* **REQUEST**: Output exactly, please, the lines of the records below from the one containing "of the young" through the final line.

(Dataset excerpts on object pointing)
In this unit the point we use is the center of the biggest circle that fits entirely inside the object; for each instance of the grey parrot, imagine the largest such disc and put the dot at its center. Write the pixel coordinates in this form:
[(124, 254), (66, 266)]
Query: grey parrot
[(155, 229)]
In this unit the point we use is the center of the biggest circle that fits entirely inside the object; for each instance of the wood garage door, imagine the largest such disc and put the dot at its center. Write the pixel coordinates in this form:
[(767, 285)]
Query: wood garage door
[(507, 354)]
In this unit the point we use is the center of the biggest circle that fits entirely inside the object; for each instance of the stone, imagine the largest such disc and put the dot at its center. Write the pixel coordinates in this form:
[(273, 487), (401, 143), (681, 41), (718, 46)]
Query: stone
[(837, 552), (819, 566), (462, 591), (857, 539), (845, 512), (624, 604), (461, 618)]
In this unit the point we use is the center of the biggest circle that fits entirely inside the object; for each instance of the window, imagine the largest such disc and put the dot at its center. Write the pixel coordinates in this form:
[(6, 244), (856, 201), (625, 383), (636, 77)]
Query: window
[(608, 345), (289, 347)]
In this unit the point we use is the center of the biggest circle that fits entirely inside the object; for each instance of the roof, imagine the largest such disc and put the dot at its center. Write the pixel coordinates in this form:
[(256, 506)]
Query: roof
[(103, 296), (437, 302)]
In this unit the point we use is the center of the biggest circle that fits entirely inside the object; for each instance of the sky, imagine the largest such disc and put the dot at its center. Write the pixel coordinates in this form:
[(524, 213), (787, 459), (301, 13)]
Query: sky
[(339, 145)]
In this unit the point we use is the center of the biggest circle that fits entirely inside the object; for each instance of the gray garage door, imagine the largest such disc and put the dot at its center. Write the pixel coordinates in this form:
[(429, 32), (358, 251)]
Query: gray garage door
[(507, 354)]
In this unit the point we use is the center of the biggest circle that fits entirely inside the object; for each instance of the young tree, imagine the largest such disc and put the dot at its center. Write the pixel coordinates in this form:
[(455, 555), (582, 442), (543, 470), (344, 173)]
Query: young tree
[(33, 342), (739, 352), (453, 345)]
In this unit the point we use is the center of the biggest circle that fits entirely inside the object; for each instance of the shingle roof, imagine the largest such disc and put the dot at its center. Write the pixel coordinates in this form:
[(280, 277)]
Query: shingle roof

* **EXERCISE ANSWER**:
In this unit the point we use is the center of the biggest circle that fits entirely inside the object; for each instance of the young tree, imagine the largest such disc and put the dot at its center. Write the pixel coordinates in this form:
[(455, 555), (582, 442), (543, 470), (344, 173)]
Query: young tree
[(33, 342), (739, 352), (453, 345)]
In this unit the point we use is the center of the biggest circle that fits entirely inside the object; for each instance of the shingle roof, imagine the largest such disc and put the dot at its center. Write the pixel coordinates in this form:
[(280, 277)]
Query: shingle roof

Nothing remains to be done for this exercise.